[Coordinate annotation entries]
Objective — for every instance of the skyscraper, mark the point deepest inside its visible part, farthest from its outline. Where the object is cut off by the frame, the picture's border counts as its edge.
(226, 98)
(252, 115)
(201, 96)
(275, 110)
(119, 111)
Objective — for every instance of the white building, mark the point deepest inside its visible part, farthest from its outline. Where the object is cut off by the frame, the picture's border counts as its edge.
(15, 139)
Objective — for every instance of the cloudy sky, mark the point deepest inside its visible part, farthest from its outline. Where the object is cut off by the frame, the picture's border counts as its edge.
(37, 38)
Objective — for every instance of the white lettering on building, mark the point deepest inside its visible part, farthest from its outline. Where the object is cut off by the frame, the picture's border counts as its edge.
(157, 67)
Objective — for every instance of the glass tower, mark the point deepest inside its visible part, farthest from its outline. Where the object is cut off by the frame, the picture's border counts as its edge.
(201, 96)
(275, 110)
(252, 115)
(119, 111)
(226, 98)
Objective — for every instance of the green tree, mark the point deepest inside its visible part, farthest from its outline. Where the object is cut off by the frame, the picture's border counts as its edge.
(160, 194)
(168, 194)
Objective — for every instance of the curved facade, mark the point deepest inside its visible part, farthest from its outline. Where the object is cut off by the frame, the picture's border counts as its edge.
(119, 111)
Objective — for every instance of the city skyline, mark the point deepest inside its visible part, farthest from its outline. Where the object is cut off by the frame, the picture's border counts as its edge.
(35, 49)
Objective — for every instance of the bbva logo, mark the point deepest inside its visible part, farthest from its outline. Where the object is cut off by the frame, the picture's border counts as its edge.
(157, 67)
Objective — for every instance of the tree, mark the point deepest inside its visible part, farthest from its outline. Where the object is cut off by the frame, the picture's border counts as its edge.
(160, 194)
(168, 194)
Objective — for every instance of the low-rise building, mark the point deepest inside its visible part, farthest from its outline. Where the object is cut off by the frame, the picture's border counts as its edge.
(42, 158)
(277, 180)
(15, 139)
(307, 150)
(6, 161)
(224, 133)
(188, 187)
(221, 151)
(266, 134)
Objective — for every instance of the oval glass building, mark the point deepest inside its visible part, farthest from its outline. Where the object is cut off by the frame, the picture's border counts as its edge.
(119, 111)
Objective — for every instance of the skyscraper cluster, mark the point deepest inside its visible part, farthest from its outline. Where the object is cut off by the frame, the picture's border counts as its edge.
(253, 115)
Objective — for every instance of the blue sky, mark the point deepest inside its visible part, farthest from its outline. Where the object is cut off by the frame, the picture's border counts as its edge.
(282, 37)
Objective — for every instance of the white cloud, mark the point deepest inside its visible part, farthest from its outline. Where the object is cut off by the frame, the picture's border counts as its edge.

■ Exercise objective:
Render every line of the records above as a JSON array of strings, one string per line, leaving out any blank lines.

■ Solved exercise:
[
  "Objective — for every instance of the skyscraper, mark the point deepest inside its visible part, farthest from its outline. Where the object is cut off by the frame, the picture's border counts as its edge.",
  "(226, 98)",
  "(252, 115)",
  "(201, 96)",
  "(275, 110)",
  "(119, 111)",
  "Objective — for every instance of the white building, mark the point deepest inside its visible part, farthest from its outline. Where the object is cut off by the frame, the picture's border counts as its edge.",
  "(15, 139)",
  "Objective — for every instance of the cloudy sky, mark the point deepest inside its visible part, farthest from its outline. Where the object is cut off by the frame, the picture's border counts as its edge.",
  "(37, 38)",
  "Objective — for every instance of the white lettering on building, mark the point deepest inside its visible part, farthest from its outline. Where the object is cut off by the frame, the picture's border counts as its edge.",
  "(157, 67)",
  "Objective — for every instance of the glass tower, mark the point deepest inside its visible part, farthest from its outline. Where the object is cut off by the frame, the picture's border counts as its edge.",
  "(201, 96)",
  "(275, 110)",
  "(252, 115)",
  "(119, 111)",
  "(226, 98)",
  "Objective — for every instance of the green tree, mark the point deepest inside its visible part, farthest from its outline. Where the object is cut off by the frame, the picture's border counts as its edge.",
  "(160, 194)",
  "(168, 194)",
  "Objective — for every instance of the curved facade, mark the point deepest inside its visible part, farthest from its outline. Where the object is cut off by the frame, the picture's border counts as its edge.",
  "(119, 111)",
  "Objective — for every instance of the city skyline, mark the point deepest inside its visible part, farthest from its outline. Where the object is cut off by the frame, the picture's border counts as its edge.",
  "(35, 49)",
  "Objective — for every instance of the bbva logo, mark the point deepest inside its visible part, farthest from its outline. Where the object is cut off by the frame, the picture's border counts as its edge.",
  "(157, 67)",
  "Objective — for every instance of the tree, mark the point deepest inside its visible part, farthest from its outline. Where the object is cut off by the frame, the picture's border counts as its edge.",
  "(160, 194)",
  "(168, 194)",
  "Objective — for every instance of the low-rise building, mark the point deepest inside its visible part, farthest from its outline. Where the object is cut off by the frame, the picture's border counts as its edge.",
  "(42, 158)",
  "(277, 180)",
  "(15, 139)",
  "(307, 150)",
  "(6, 161)",
  "(224, 133)",
  "(188, 187)",
  "(221, 151)",
  "(266, 134)",
  "Objective — for every instance of the oval glass building, mark the point deepest inside its visible part, farthest from its outline. Where the object is cut off by the frame, the picture's border counts as its edge.",
  "(119, 111)",
  "Objective — for every instance of the skyscraper cluster, mark the point deepest inside its visible part, farthest from its outline. Where the object is cut off by the frame, the picture's border counts as its edge.",
  "(253, 115)",
  "Objective — for every instance of the blue sky, mark the point deepest inside its visible part, farthest from its outline. Where the object is cut off by the frame, the picture's border counts as its edge.",
  "(282, 37)",
  "Objective — for every instance of the white cloud, mark the point deepest inside its visible part, farthest from its outline. Where the object is cut off by the frame, the picture's border counts as its edge."
]